Under no circumstances alter the records; copy each one exactly.

##### Data records

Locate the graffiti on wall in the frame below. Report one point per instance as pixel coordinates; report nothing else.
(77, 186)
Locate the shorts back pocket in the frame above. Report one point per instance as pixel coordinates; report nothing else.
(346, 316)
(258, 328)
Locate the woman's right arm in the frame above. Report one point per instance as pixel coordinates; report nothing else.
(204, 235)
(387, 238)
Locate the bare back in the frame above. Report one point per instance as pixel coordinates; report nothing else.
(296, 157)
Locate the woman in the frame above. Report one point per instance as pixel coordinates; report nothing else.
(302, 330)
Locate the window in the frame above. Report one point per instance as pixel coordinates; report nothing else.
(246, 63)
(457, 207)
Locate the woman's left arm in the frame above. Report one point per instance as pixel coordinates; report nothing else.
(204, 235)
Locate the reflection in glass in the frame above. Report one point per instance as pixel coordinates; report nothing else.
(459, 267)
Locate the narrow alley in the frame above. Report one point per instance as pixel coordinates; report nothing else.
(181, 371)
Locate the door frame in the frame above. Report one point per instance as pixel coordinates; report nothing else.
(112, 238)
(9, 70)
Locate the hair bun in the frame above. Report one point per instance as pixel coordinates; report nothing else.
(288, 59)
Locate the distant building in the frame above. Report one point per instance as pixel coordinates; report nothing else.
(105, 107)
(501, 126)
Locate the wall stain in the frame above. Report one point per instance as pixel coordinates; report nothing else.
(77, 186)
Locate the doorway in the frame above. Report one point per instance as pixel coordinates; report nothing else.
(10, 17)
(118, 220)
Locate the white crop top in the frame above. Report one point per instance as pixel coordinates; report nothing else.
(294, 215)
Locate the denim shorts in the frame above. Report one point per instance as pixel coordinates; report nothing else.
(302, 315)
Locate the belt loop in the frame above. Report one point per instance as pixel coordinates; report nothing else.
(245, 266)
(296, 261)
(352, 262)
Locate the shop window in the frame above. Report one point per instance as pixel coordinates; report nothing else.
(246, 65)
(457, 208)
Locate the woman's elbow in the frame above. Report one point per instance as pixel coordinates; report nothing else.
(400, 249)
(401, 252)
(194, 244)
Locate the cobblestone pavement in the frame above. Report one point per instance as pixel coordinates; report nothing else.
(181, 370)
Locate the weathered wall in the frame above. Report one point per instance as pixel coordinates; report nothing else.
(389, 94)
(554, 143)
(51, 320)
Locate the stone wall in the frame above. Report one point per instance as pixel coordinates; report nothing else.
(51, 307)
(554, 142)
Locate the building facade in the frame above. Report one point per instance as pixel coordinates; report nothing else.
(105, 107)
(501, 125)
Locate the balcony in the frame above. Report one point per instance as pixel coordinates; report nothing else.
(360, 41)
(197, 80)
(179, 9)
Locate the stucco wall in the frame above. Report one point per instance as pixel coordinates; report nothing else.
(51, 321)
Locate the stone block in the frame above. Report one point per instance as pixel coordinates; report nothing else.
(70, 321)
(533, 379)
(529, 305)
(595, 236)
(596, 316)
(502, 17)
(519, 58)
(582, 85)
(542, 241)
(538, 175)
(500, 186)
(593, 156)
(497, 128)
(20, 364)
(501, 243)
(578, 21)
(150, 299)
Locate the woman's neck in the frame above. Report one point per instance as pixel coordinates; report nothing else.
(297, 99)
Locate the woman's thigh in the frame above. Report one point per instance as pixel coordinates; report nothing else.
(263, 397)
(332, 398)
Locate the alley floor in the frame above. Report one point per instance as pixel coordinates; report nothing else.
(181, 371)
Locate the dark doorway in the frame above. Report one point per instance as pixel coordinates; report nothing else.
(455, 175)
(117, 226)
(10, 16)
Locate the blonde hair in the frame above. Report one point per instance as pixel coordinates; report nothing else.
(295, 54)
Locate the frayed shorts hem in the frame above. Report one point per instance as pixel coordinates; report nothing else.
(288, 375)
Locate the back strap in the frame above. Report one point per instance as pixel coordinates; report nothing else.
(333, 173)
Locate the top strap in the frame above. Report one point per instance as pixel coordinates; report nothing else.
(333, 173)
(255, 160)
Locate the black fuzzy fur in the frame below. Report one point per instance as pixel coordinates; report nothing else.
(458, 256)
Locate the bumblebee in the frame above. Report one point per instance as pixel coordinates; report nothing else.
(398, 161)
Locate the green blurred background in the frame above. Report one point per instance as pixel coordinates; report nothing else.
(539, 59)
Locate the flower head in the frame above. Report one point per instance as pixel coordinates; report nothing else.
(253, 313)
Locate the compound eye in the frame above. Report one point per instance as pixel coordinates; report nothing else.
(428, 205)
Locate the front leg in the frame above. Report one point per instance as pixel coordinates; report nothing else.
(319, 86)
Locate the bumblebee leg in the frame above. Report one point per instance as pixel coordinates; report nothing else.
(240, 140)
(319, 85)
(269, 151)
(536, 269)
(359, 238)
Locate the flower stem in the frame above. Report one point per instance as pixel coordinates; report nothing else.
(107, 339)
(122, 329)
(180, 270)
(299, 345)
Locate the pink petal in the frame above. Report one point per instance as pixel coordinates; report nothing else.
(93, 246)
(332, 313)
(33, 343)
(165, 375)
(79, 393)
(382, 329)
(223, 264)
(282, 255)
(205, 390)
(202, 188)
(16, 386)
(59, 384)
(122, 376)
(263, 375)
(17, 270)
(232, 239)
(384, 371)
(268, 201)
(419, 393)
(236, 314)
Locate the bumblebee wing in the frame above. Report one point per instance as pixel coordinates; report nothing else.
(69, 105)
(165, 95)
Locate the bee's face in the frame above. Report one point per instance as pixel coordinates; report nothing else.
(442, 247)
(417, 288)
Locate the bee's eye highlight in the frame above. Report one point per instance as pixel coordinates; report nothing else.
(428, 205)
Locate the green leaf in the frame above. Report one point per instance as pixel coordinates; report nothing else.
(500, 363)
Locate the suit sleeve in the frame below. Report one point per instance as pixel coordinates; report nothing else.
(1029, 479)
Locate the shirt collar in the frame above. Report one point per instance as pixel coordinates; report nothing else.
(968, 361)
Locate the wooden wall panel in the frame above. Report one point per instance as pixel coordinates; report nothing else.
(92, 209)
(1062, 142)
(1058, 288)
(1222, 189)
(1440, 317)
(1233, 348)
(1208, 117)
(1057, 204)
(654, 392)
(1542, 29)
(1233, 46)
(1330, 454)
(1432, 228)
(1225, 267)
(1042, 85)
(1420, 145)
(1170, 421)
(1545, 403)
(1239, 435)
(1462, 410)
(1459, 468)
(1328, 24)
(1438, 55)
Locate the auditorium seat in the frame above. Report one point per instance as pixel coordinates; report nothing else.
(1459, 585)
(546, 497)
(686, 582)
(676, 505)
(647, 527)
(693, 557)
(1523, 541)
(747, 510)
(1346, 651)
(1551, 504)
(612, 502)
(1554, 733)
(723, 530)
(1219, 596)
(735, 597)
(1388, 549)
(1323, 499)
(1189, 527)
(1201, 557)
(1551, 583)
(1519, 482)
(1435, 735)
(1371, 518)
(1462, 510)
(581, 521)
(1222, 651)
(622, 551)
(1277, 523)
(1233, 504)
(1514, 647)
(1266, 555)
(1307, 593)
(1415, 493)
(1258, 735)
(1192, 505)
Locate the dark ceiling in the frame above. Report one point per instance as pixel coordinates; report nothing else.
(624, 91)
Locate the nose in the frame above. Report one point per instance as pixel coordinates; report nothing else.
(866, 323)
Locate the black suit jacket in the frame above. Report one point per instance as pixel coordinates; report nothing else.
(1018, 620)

##########

[Answer space]:
Locate the graffiti on wall in the frame below. Report one point per instance as pixel coordinates; report nothing else.
(77, 186)
Locate the shorts back pocket in the frame above. Report one point per instance as pixel coordinates; report nothing else.
(346, 316)
(258, 328)
Locate the woman's right arm in the frame above. Report one point per instance as pixel coordinates; report nothing else.
(204, 235)
(387, 238)
Locate the bare back in the frame above. Report one point per instance as pixel coordinates; report nothing else.
(296, 157)
Locate the woman in the frame above. Report one point per instance as pixel coordinates; report nothing else.
(302, 330)
Locate the window in the frame above. Report one point per instance as pixel coordinates; report nothing else.
(246, 63)
(457, 207)
Locate the woman's left arm in the frame above. Report one point per instance as pixel coordinates; report nothing else.
(204, 235)
Locate the reflection in glass in the frame above. Report one point per instance as pixel coordinates; report nothing else.
(459, 267)
Locate the narrow alley in the frame above. Report one point per instance as pixel coordinates; report nothing else.
(181, 371)
Locate the door frame in the frame above. Report one point per instance as pixel coordinates; report nothing else.
(112, 238)
(9, 70)
Locate the hair bun in the frame above. Report one point per instance as pixel coordinates; report nothing else.
(288, 59)
Locate the distant building in the frame above. Report one point per instance as pixel coordinates; report nothing else.
(105, 107)
(501, 126)
Locate the wall stain in the frame above. Report one point per instance as pixel coordinates; report nothing else.
(77, 186)
Locate the doorway in the frame above. Report one point per instance as pixel coordinates; report nothing else.
(10, 17)
(118, 220)
Locate the white crop top in the frame above. Report one point per instance as pixel coordinates; report nothing else.
(294, 215)
Locate the denim shorts in the frame above. Report one point per instance as pixel coordinates; report nothing else.
(302, 315)
Locate the belt loop in the frame above. Report one point per instance as pixel coordinates; report nothing else.
(245, 266)
(296, 261)
(352, 262)
Locate the shop window in the frame above. Report one point per instance as pixel coordinates; report nothing else.
(246, 65)
(457, 208)
Locate the woman's elbow in the frame above. Report one point per instance as pixel coordinates; report nothing else.
(400, 249)
(401, 252)
(194, 244)
Locate the cobblestone pavement in the frame above. Report one point per instance as pixel coordinates; report nothing else.
(181, 370)
Locate the weathered wall in the frame above. Report one point per instance as pixel coordinates; report nothing else.
(389, 94)
(554, 143)
(51, 320)
Locate the stone wall in the frame above. Report one point per instance as pixel coordinates; report nothing else.
(51, 307)
(554, 142)
Locate the building facade in the frame above. Report one point per instance as pixel coordinates; report nothing else.
(105, 107)
(501, 125)
Locate the balcony in the frame above. Report one point per instance as pixel coordinates; report nothing else.
(360, 41)
(197, 80)
(179, 9)
Locate the stucco wall in the frame above. Report one point per instance as pixel coordinates; report nothing else.
(51, 321)
Locate the stone block in the frame above. Report one point per instance as pixel coordinates; report nothing else.
(70, 321)
(533, 379)
(529, 305)
(595, 236)
(596, 316)
(502, 17)
(519, 58)
(582, 85)
(542, 241)
(538, 175)
(500, 186)
(593, 156)
(497, 128)
(20, 364)
(501, 243)
(578, 21)
(150, 299)
Locate the woman's neck in the frame above. Report one point per instance as pixel coordinates; report nothing else.
(297, 99)
Locate the woman's thigh in the frame above. Report one point per instance as pixel coordinates; report nothing else.
(263, 397)
(332, 398)
Locate the alley floor in the frame above. Report one point per instance as pixel coordinates; report nothing else.
(181, 371)
Locate the dark doorway in the frame above. Report one point per instance as pixel coordinates; report nothing else.
(455, 175)
(117, 226)
(10, 16)
Locate the blonde hair in the frame above. Report one point per instance as pixel coordinates; report nothing else.
(295, 54)
Locate the frayed shorts hem in the frame above. Report one point per instance as pixel coordinates; report nothing else.
(288, 375)
Locate the back strap in the frame above. Report one point per instance as pixel coordinates; report nothing else.
(333, 173)
Locate the top strap in the frame above. Report one point per instance as pixel coordinates; report nothing else.
(333, 173)
(255, 160)
Locate the black fuzzy fur in the frame below. Report one point per instance as pixel coordinates; report nothing else.
(458, 256)
Locate the bumblebee in the frame above. Report one point per instance as pixel coordinates; report nothing else.
(398, 161)
Locate the green blurred background in the frame above. Report one point per instance as pixel coordinates; report nothing else.
(539, 59)
Locate the flower head in the frame above. Report one point per instance as pixel coordinates; report nothing else.
(253, 313)
Locate the compound eye in the frame above. Report one point per instance as pixel coordinates; report nothing else.
(428, 205)
Locate the front leg in the frame above. Report one point per instance as pixel coordinates; report nothing else.
(319, 86)
Locate the bumblebee leg in the frame above. Report one point per instance as pixel coordinates; report nothing else.
(240, 140)
(319, 85)
(269, 151)
(536, 269)
(359, 238)
Locate the flower stem in the frame above. Report one point per instance as pixel coordinates; report nothing else.
(107, 339)
(122, 329)
(180, 270)
(299, 345)
Locate the pink petal in the frame above. Report one point per instance as pixel coordinates; report nothing else.
(93, 246)
(332, 313)
(33, 343)
(165, 375)
(79, 393)
(382, 329)
(223, 264)
(282, 255)
(205, 390)
(202, 188)
(16, 386)
(59, 384)
(122, 376)
(263, 375)
(17, 270)
(232, 239)
(384, 371)
(268, 201)
(419, 393)
(236, 314)
Locate the bumblebee wing in the frame above. Report one point per instance as pixel coordinates; report nothing else.
(69, 105)
(165, 95)
Locate the bee's face in the frame above. Report one point per instance as pixel coordinates; report nothing else.
(442, 247)
(417, 288)
Locate the bee's eye highlight in the frame above. Report one point per instance as pixel coordinates; report nothing else.
(428, 205)
Locate the green leaf in the frame above. Report one point per instance as pixel coordinates; report nothing else.
(500, 363)
Locate the suit sleeve in the frame below. Report one point per instance as pixel coordinates; report nothing else.
(1029, 479)
Locate the shirt collar in the frame above. Report one point per instance as pixel coordinates; report nothing else.
(968, 361)
Locate the wooden wall panel in the frame above. Report one point per instance as pixel coordinates; report nothing else.
(92, 209)
(1062, 142)
(1058, 288)
(1222, 189)
(1440, 317)
(1233, 348)
(1208, 117)
(1057, 204)
(654, 392)
(1542, 29)
(1233, 46)
(1330, 454)
(1432, 228)
(1225, 267)
(1042, 85)
(1420, 145)
(1170, 421)
(1545, 403)
(1239, 435)
(1462, 410)
(1459, 468)
(1328, 24)
(1438, 55)
Locate the auditorium seat in the frame above. Report one point per instance as pixel coordinates; report nothing else.
(1459, 585)
(546, 497)
(686, 582)
(676, 505)
(647, 527)
(693, 557)
(1523, 541)
(747, 510)
(1346, 651)
(1551, 504)
(612, 502)
(1554, 733)
(723, 530)
(1219, 596)
(735, 597)
(1388, 549)
(1323, 499)
(1189, 527)
(1201, 557)
(1551, 583)
(1519, 482)
(1435, 735)
(1371, 518)
(1462, 510)
(581, 521)
(1222, 651)
(622, 551)
(1277, 523)
(1233, 504)
(1514, 647)
(1266, 555)
(1307, 593)
(1415, 493)
(1258, 735)
(1192, 505)
Locate the dark ceiling in the frame above. Report one point per instance as pixel coordinates; report nothing else.
(624, 91)
Locate the nose in the frame above. Report one point per instance as pixel coordinates; report nothing else.
(866, 323)
Locate the black suit jacket in the frame above. Report one point per instance as pixel coordinates; report nothing else.
(1018, 620)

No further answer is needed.